Les brevets : invités « surprise » du débat sur les OGM/NTG
La Commission européenne ne l’avait pas prévu dans sa proposition de déréglementation des OGM/NTG, mais le sujet des droits de propriété intellectuelle s’est malgré tout invité au débat. Et il ne fait pas consensus. Le gouvernement français, malgré son appui de principe à une déréglementation, souligne les défis posés par les brevets. Dans la filière semence, un panel de positions s’étend entre les partisans des brevets et ceux des COV (Certificats d’Obtention Végétale). Ces différentes perspectives révèlent le défi de la régulation des droits de propriété intellectuelle sur les OGM/NTG et les risques qu’ils font peser sur les petits/moyens semenciers et agriculteurs, ainsi que sur les paysans.
En Europe, la discussion sur les OGM/NGT est à un carrefour réglementaire et économique crucial. La Commission européenne a proposé, le 5 juillet 2023, de déréglementer les OGM/NTG, suscitant un vif débat. Au cœur de ce débat émerge la question épineuse des droits de propriété intellectuelle, des brevets notamment, mais aussi des COV, qui façonnent l’accès aux techniques de modifications génétiques et le marché des semences. Plusieurs profils d’acteurs européens s’expriment sur ce sujet : États, industriels, ONG, syndicats, associations de consommateurs… et le dissensus est de mise. Retour sur des positions emblématiques.

Lignes de données ::
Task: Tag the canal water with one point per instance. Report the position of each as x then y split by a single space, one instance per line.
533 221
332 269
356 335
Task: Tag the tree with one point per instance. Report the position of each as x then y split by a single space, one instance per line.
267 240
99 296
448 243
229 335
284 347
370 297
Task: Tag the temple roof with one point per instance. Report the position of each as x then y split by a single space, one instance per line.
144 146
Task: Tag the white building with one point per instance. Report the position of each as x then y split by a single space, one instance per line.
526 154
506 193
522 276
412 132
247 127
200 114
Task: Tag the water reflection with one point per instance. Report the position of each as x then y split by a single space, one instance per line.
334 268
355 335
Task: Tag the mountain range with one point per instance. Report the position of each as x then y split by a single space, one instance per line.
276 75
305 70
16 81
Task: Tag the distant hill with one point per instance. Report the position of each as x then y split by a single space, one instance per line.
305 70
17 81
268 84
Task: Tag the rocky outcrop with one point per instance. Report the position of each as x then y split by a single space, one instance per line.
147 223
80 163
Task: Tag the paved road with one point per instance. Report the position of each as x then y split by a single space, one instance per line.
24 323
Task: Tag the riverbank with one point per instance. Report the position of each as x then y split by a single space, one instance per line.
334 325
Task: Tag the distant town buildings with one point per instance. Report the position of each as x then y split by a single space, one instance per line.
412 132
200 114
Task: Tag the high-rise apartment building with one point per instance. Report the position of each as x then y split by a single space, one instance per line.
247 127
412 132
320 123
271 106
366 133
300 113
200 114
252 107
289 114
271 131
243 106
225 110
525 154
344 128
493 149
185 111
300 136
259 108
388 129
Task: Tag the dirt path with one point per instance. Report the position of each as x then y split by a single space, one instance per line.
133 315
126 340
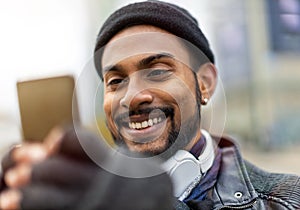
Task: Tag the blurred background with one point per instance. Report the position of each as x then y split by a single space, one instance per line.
257 47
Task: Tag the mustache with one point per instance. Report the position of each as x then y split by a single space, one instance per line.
168 111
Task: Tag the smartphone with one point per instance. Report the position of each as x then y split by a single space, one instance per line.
46 103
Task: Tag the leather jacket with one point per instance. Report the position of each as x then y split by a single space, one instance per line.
241 185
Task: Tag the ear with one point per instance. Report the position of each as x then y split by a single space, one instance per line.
207 80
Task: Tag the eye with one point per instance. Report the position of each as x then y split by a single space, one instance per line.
114 82
157 72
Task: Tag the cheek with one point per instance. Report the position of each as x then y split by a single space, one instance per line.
108 108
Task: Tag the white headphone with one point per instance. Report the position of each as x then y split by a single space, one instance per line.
184 168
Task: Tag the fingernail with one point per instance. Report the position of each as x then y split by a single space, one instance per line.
18 176
30 153
10 200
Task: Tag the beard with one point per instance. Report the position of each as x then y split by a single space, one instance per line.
179 136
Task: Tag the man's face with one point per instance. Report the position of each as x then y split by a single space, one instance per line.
149 90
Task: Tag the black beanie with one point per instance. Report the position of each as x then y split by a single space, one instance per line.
169 17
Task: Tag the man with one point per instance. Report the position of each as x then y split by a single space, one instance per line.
158 70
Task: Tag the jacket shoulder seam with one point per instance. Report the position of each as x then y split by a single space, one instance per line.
276 199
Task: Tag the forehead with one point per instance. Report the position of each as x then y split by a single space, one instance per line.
143 39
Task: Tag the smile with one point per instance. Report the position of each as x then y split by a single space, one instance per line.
144 124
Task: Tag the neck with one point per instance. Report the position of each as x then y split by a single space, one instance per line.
194 141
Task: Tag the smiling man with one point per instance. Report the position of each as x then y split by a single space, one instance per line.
151 93
158 71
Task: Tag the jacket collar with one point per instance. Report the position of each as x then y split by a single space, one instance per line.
233 187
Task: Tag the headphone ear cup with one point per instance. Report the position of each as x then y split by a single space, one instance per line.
184 173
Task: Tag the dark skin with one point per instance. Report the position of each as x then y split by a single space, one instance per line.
168 68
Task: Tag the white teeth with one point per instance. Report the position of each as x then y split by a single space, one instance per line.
144 124
133 125
138 125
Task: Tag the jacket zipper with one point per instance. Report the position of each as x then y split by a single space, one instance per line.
251 204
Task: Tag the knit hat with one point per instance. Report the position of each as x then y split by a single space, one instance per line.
169 17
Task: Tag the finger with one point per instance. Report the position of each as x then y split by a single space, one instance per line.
62 171
10 199
29 153
18 176
37 197
53 139
7 160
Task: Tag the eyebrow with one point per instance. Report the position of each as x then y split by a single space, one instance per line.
148 60
142 63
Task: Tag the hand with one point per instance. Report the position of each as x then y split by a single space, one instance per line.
60 175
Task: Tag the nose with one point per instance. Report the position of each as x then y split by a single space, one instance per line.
136 94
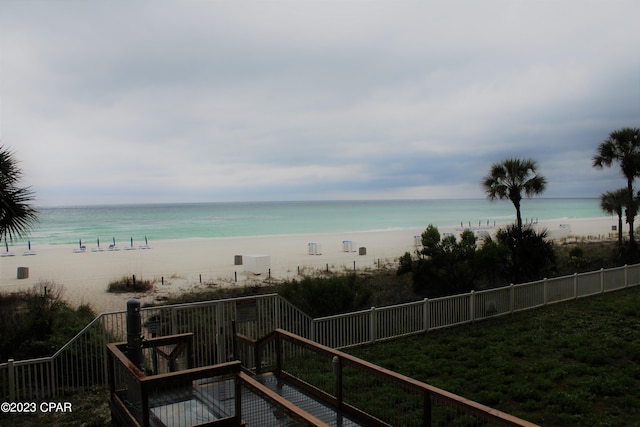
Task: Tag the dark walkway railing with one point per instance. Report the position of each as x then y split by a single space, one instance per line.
361 390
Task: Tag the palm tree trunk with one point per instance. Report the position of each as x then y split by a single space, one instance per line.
620 228
631 214
518 215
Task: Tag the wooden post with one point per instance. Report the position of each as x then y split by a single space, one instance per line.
426 418
336 364
12 380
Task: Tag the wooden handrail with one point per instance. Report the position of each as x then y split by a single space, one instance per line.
282 403
372 369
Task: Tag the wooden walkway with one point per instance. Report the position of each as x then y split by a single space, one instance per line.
299 398
201 407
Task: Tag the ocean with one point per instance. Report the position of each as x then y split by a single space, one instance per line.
68 225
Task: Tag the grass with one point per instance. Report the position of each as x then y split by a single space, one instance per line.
570 364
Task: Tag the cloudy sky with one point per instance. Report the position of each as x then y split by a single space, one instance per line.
197 101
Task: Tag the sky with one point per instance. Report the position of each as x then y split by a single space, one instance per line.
107 102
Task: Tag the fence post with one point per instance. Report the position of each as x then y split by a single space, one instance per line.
626 276
277 303
336 364
472 314
174 321
512 298
312 332
426 314
426 417
12 381
372 325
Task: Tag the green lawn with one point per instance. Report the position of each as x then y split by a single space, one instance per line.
569 364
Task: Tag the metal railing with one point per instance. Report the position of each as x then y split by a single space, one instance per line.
81 363
362 391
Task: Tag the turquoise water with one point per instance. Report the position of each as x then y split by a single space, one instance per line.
67 225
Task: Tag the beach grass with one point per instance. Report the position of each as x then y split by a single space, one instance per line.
571 364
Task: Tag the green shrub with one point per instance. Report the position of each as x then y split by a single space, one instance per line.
37 322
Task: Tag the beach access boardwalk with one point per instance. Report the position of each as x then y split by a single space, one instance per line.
280 379
82 363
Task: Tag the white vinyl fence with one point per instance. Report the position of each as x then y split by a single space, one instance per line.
81 363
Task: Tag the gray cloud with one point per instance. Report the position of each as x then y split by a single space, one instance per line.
202 101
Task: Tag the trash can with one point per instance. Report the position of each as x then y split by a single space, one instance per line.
23 272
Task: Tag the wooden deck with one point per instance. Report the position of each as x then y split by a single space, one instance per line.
198 405
299 398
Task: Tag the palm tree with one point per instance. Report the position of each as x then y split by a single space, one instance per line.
17 215
623 147
615 202
510 178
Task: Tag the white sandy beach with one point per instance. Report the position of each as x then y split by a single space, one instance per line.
184 263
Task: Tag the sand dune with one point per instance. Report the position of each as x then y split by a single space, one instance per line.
183 264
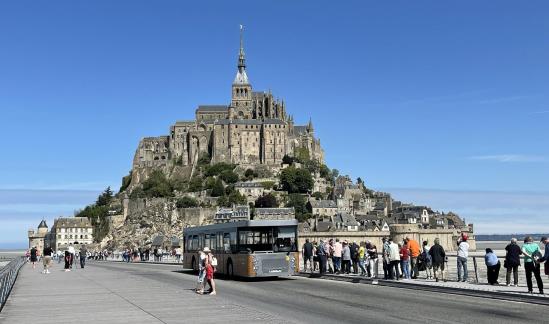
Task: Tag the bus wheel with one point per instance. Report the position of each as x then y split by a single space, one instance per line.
230 270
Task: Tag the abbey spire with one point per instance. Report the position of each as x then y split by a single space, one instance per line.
241 99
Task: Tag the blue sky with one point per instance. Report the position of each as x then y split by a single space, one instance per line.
423 98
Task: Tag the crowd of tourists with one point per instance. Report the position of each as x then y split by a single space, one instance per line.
408 260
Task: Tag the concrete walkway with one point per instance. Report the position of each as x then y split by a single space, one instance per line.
96 295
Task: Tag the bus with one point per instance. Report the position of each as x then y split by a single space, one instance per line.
249 248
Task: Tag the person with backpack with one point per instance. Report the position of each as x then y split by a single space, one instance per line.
532 255
307 252
438 257
321 253
512 261
545 258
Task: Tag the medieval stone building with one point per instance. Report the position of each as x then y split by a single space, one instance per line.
254 128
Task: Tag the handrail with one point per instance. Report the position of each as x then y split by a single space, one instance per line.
8 275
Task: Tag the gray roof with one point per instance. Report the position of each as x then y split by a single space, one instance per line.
323 204
265 211
73 222
248 185
300 129
212 108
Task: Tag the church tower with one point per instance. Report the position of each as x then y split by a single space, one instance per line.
241 99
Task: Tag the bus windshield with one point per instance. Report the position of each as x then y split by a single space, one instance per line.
275 239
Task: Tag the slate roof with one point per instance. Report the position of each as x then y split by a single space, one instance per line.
248 185
323 204
212 108
300 129
73 222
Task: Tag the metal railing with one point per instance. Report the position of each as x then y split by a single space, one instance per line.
8 275
477 271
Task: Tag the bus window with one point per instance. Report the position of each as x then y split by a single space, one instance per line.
227 242
285 239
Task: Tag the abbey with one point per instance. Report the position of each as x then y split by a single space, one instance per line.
254 128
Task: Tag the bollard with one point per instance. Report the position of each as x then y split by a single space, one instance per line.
476 269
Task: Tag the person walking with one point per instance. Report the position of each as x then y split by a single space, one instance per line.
211 263
354 256
362 259
415 251
372 260
202 255
512 262
307 251
463 254
405 260
83 254
34 256
492 267
346 258
426 257
531 253
338 249
545 258
385 256
394 260
438 257
46 259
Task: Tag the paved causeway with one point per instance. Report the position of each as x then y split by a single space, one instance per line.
148 293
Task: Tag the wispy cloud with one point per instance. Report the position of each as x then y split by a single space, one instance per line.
501 99
540 112
510 158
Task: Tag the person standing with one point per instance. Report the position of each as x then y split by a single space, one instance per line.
346 258
405 260
202 255
46 260
463 254
492 267
354 256
307 251
362 259
34 256
415 251
385 255
545 258
427 259
83 255
438 257
372 260
394 260
530 251
512 261
338 249
72 251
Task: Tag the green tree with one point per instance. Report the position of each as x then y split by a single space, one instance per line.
218 189
126 181
300 205
296 180
266 201
105 198
229 176
157 185
186 202
195 184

Consigne 1 :: D'après le texte sur les brevets et les OGM/NTG, à quelle date la Commission européenne a-t-elle proposé de déréglementer les OGM/NTG ?
Consigne 2 :: Mettez à jour, s'il vous plaît, le passage du texte sur les brevets et les OGM/NTG qui commence par les mots "En Europe, la" et se termine par "des positions emblématiques.", en y remplaçant "carrefour" par "tournant".

Réponse 1 :: Le 5 juillet 2023.

Réponse 2 ::
En Europe, la discussion sur les OGM/NGT est à un tournant réglementaire et économique crucial. La Commission européenne a proposé, le 5 juillet 2023, de déréglementer les OGM/NTG, suscitant un vif débat. Au cœur de ce débat émerge la question épineuse des droits de propriété intellectuelle, des brevets notamment, mais aussi des COV, qui façonnent l’accès aux techniques de modifications génétiques et le marché des semences. Plusieurs profils d’acteurs européens s’expriment sur ce sujet : États, industriels, ONG, syndicats, associations de consommateurs… et le dissensus est de mise. Retour sur des positions emblématiques.